## Document excerpt
— Begin —

Proposed Delaware Amendments Would Supersede Moelis Decision


Proposed Delaware Amendments Would Supersede Moelis Decision

In West Palm Beach Firefighters’ Pension Fund v. Moelis & Co., No. 2023-0309, 2024 WL 747180 (Del. Ch. Feb. 23, 2024) (“Moelis”), the Delaware Court of Chancery held that several provisions in a stockholder agreement were inconsistent with Delaware’s General Corporation Law (“DGCL”) and thus facially invalid. Specifically, Moelis concerned whether a stockholders’ agreement between Moelis (“Company”) and its founding stockholder (“Founder”) unduly constrained the authority of the Board of Directors to manage the affairs of the corporation in its best judgment. The decision has now spurred legislative proposals that, if adopted by the Delaware General Assembly, would supersede the decision by enacting certain reforms.  

I. The Moelis Decision

In Moelis, Vice Chancellor Laster invalidated numerous provisions in a stockholder agreement that provided Moelis’s Founder with certain governance rights that circumscribed the power of the Board of Directors. These provisions fell into three general categories:

(1) Pre-Approval Provisions, which required the prior written consent of the Founder before the Board could take any of eighteen different types of actions, including issuing securities, adopting budgets, and incurring indebtedness;

(2) Board-Composition Provisions, which, among other things, limited the size of the Board, required the Board to recommend that other stockholders vote in favor of the stockholder’s designees for Board elections, and required the Board to fill any vacancy in a seat occupied by one of the stockholder’s designees with a new designee picked by the stockholder; and

(3) a Committee Composition Provision, which required the Board to place on any committee a number of Founder designees proportionate to the number of Founder designees on the full board.  

The plaintiff, a Moelis stockholder, alleged that these provisions violated Sections 141(a) and (c) of the DGCL by constraining the Board’s authority to manage the business and affairs of the company in its best judgment.  

In addressing the question, the Court applied a two-step framework to the analysis, asking (1) whether the challenged provision was part of an internal governance arrangement, as opposed to an external commercial arrangement; and (2) whether the provision substantially limited the directors’ judgment on management matters or restricted their decision-making under the test articulated in Abercrombie v. Davies.[1] If the answer to both questions is “yes,” then the provisions violate Section 141.

In applying the two-step framework, the Court first held that the provisions were part of an internal governance arrangement. The Court then applied the second question, concluding that the Pre-Approval Provisions collectively stripped the Board of the power to manage the Company without the Founder’s permission. The Court further concluded that three of the Board Composition Provisions violated Section 141(a): a provision requiring the Board to recommend the Founder’s designees for election; a vacancy provision requiring the Board to fill a vacancy created by a departing Founder designee with another Founder designee, and a provision preventing the Board from increasing its size. Meanwhile, the Court concluded that the remaining three Board Composition Provisions did not facially violate the statute: the Founder’s right to identify a majority of the candidates for the Board; the provision facilitating the Founder’s nomination of his designees; and an efforts clause requiring the Company to use reasonable efforts to enable the Founder’s designees to be elected and continue to serve. Finally, the Court concluded that the Committee Composition Provision violated both Section 141(a) and (c) by giving the Founder the ability to determine who serves on a committee.

— End —

## Raw records
— Begin —

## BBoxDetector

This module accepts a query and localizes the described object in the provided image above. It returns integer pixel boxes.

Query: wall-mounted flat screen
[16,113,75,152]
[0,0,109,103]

— End —

## Work to complete
1. Please reproduce the raw records above line for line, with nothing changed.
2. Go on with the article on the Moelis decision and the proposed Delaware amendments, picking up after its final sentence.

## Answers for the tasks
1.
## BBoxDetector

This module accepts a query and localizes the described object in the provided image above. It returns integer pixel boxes.

Query: wall-mounted flat screen
[16,113,75,152]
[0,0,109,103]

2.
In so holding, however, the Court noted that the Founder and Company could have accomplished the vast majority of what they wanted, without running afoul of Section 141, if the Company had incorporated the same provisions into its certificate of incorporation rather than the stockholder’s agreement, or by “using its blank check authority to issue Moelis preferred stock carrying a set of voting rights and director appointment rights.” (Opinion at 6.)

Notably, in addressing the issue of other stockholder agreements that contained similar provisions, the Court reasoned that “when the seemingly irresistible force of market practice meets the traditionally immovable object of statutory law . . .[a] court must uphold the law, so the statute prevails.” (Opinion at 1.) But importantly, the Court also noted that “[t]he expansive use of stockholder agreements suggests that greater statutory guidance may be beneficial.” (Opinion at 92 n.272.)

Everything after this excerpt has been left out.